A mouthwash contains \(22.5 \%(\mathrm{v} / \mathrm{v})\) alcohol. If the bottle of mouthwash contains \(355 \mathrm{~mL}\), what is the volume, in milliliters, of alcohol?

Calculate the concentration of each of the following diluted solutions: a. \(1.0 \mathrm{~L}\) of a \(4.0 \mathrm{M} \mathrm{HNO}_{3}\) solution is added to water so that the final volume is \(8.0 \mathrm{~L}\). b. Water is added to \(0.25 \mathrm{~L}\) of a \(6.0 \mathrm{M}\) NaF solution to make 2.0 L of a diluted NaF solution. c. A \(50.0-\mathrm{mL}\) sample of an \(8.0 \%(\mathrm{~m} / \mathrm{v}) \mathrm{KBr}\) solution is diluted with water so that the final volume is \(200.0 \mathrm{~mL}\). d. A \(5.0\) -mL sample of a \(50.0 \%\) (m/v) acetic acid \(\left(\mathrm{HC}_{2} \mathrm{H}_{3} \mathrm{O}_{2}\right)\) solution is added to water to give a final volume of \(25 \mathrm{~mL}\).

● ● ● ●

Pick up the solution concentration problems at the point where they end and continue them. The lines that come next are from a separate source.

● ● ● ●

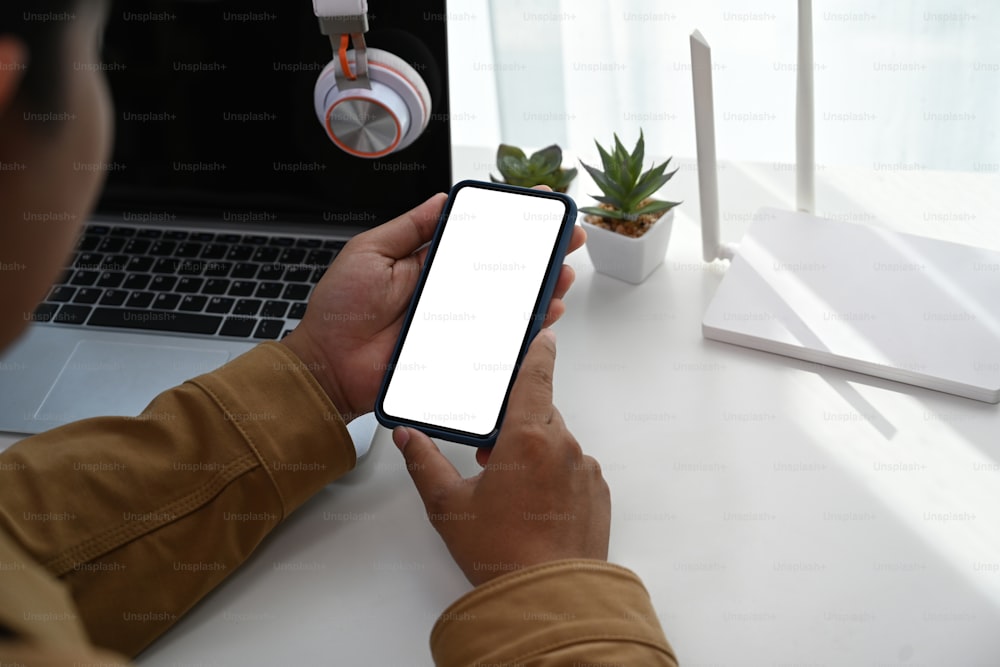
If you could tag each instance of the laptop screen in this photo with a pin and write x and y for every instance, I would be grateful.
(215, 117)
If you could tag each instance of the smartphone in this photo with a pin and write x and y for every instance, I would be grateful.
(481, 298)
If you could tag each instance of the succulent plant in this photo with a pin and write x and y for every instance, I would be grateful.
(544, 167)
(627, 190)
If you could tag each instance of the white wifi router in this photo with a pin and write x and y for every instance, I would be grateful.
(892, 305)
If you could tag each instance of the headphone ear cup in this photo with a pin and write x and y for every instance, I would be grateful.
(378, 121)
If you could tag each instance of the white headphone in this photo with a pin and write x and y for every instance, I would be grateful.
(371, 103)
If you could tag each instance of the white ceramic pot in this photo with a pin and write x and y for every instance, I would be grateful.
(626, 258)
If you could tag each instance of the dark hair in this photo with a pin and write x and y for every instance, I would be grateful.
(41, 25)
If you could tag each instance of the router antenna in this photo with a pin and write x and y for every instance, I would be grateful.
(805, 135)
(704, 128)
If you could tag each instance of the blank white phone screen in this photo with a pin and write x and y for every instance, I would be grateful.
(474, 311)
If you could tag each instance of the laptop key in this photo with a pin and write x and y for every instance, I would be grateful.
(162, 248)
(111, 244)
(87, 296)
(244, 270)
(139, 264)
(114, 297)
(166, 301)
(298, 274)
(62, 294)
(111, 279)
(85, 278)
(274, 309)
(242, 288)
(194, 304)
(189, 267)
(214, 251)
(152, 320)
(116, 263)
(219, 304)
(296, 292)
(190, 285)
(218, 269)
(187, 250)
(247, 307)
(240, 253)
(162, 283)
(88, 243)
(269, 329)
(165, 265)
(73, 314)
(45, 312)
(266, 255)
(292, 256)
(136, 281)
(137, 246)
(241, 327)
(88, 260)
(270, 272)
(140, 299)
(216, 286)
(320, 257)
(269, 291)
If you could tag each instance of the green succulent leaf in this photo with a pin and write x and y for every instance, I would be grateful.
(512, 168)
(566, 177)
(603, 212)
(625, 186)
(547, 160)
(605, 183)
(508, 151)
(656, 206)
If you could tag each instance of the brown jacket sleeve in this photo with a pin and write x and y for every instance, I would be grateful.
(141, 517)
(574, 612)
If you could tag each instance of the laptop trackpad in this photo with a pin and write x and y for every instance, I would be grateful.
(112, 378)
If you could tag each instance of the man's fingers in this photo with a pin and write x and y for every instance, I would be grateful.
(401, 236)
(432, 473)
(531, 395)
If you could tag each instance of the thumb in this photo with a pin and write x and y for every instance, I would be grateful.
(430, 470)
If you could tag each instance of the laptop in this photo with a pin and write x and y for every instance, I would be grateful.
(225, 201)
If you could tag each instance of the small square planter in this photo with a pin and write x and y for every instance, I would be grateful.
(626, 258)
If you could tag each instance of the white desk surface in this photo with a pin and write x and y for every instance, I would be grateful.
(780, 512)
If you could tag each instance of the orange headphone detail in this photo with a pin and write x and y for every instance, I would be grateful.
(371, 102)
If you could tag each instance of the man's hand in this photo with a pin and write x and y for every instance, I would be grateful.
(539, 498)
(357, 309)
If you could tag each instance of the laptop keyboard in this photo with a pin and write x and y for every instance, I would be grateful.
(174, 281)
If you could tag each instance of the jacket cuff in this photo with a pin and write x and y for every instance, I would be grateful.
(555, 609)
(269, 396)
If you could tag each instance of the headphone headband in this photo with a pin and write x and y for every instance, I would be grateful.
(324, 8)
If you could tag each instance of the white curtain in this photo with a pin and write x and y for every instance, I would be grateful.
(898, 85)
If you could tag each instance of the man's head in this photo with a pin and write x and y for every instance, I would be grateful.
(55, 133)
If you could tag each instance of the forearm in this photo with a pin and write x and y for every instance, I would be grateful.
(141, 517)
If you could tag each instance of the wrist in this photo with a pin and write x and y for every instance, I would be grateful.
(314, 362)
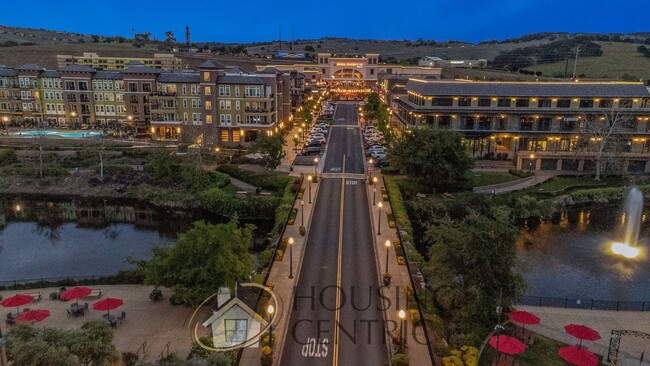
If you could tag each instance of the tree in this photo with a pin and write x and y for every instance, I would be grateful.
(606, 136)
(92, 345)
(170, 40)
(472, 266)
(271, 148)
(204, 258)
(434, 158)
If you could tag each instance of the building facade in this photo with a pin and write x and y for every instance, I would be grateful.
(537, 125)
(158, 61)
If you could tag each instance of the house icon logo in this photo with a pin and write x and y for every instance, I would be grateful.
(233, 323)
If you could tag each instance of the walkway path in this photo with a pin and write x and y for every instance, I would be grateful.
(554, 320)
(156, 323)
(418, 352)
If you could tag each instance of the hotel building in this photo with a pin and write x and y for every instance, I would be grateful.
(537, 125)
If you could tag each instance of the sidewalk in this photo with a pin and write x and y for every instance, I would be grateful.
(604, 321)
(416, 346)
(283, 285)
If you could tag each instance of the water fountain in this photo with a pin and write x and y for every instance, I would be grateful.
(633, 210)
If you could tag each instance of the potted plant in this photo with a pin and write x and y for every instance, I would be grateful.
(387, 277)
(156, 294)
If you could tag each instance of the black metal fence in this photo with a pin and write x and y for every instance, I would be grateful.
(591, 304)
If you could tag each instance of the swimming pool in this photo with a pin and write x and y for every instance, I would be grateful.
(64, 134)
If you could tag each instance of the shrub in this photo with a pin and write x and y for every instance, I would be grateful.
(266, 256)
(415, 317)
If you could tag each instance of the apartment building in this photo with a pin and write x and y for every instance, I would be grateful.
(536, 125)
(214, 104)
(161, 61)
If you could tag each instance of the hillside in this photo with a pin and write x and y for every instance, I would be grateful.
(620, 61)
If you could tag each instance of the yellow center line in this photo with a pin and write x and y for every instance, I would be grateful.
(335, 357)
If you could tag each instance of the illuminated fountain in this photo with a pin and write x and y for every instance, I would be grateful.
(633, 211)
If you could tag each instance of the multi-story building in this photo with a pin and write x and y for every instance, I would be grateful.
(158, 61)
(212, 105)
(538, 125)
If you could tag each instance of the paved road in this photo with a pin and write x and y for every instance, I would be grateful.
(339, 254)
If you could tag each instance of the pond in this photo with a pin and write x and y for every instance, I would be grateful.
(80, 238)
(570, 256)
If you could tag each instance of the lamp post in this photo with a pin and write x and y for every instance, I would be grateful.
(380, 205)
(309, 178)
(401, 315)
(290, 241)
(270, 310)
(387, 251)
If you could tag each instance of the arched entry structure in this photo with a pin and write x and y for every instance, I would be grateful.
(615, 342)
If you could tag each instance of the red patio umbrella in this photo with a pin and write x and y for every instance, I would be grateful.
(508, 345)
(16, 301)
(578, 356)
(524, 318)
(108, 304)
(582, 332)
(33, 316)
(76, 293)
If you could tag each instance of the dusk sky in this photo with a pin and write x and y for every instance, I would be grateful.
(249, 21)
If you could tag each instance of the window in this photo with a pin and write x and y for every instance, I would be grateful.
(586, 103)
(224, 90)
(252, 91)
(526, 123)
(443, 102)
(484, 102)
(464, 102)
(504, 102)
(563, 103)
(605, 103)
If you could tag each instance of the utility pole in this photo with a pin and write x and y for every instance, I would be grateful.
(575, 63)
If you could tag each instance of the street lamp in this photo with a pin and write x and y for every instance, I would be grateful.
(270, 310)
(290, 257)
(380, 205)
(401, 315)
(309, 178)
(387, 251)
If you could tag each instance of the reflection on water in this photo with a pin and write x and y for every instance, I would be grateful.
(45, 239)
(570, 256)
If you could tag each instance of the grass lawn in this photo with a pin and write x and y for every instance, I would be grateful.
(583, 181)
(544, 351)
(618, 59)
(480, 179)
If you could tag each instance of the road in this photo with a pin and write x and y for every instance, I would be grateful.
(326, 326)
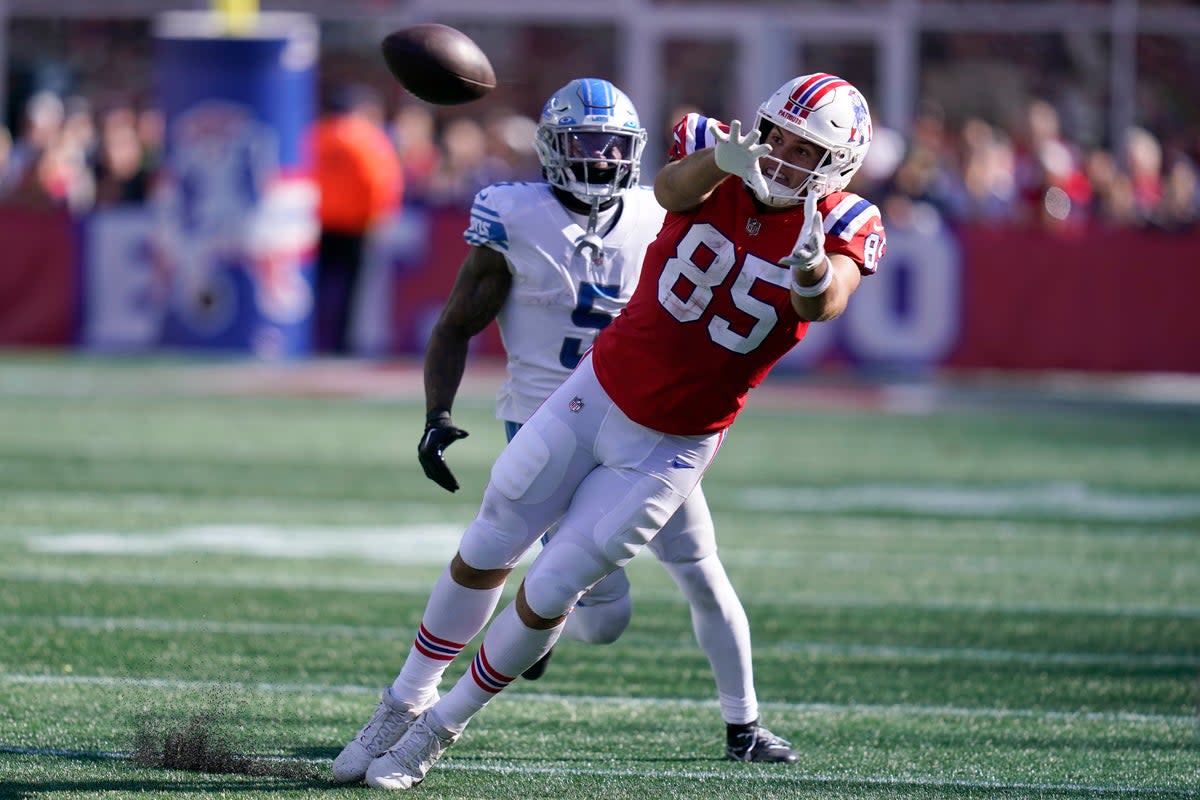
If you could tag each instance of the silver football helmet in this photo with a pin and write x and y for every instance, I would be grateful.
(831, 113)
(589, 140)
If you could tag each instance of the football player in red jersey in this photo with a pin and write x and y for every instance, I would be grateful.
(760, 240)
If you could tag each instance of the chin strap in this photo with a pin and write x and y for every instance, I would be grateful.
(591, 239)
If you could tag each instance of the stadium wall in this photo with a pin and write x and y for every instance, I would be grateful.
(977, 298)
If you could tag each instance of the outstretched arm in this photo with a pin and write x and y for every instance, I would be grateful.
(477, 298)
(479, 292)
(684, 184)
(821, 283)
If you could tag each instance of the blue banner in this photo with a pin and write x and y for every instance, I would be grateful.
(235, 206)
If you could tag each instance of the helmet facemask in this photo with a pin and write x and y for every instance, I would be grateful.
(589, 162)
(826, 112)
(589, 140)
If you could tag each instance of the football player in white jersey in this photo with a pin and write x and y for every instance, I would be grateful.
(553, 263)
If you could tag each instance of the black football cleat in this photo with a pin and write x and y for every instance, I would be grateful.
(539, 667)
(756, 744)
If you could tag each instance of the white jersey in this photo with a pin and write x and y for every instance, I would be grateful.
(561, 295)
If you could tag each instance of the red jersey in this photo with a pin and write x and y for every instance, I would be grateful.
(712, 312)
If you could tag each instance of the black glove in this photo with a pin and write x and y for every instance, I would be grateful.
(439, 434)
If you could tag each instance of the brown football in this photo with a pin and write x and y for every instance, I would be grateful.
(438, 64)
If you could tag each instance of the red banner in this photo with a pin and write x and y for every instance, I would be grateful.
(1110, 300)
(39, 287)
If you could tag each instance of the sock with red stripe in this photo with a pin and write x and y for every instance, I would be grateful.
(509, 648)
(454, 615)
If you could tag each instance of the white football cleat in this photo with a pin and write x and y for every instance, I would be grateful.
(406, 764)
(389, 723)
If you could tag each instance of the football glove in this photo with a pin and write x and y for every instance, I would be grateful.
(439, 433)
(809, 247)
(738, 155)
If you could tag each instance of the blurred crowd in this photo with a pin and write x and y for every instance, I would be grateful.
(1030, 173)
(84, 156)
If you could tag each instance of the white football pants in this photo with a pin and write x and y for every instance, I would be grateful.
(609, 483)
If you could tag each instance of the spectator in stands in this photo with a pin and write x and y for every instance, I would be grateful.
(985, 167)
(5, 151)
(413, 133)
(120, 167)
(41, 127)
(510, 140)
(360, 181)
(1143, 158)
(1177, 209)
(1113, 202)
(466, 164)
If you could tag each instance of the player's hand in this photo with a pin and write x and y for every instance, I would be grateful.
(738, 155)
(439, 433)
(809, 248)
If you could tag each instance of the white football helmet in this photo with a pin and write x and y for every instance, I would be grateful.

● ● ● ●

TASK RESPONSE:
How many milliliters of each of the following solutions will provide \(25.0 \mathrm{~g}\) of \(\mathrm{KOH}\) ? a. \(2.50 \mathrm{M} \mathrm{KOH}\) solution b. \(0.750 \mathrm{M}\) KOH solution c. \(5.60 \mathrm{M} \mathrm{KOH}\) solution

Calculate the grams of solute needed to prepare each of the following solutions: a. \(2.00 \mathrm{~L}\) of a \(1.50 \mathrm{M} \mathrm{NaOH}\) solution b. \(4.00 \mathrm{~L}\) of a \(0.200 \mathrm{M} \mathrm{KCl}\) solution c. \(25.0 \mathrm{~mL}\) of a \(6.00 \mathrm{M} \mathrm{HCl}\) solution

Calculate the molarity of the solution when water is added to prepare each of the following: a. \(25.0 \mathrm{~mL}\) of a \(0.200 \mathrm{M}\) NaBr solution is diluted to \(50.0 \mathrm{~mL}\) b. \(15.0 \mathrm{~mL}\) of a \(1.20 \mathrm{M} \mathrm{K}_{2} \mathrm{SO}_{4}\) solution is diluted to \(40.0 \mathrm{~mL}\) c. \(75.0 \mathrm{~mL}\) of a \(6.00 \mathrm{M} \mathrm{NaOH}\) solution is diluted to \(255 \mathrm{~mL}\)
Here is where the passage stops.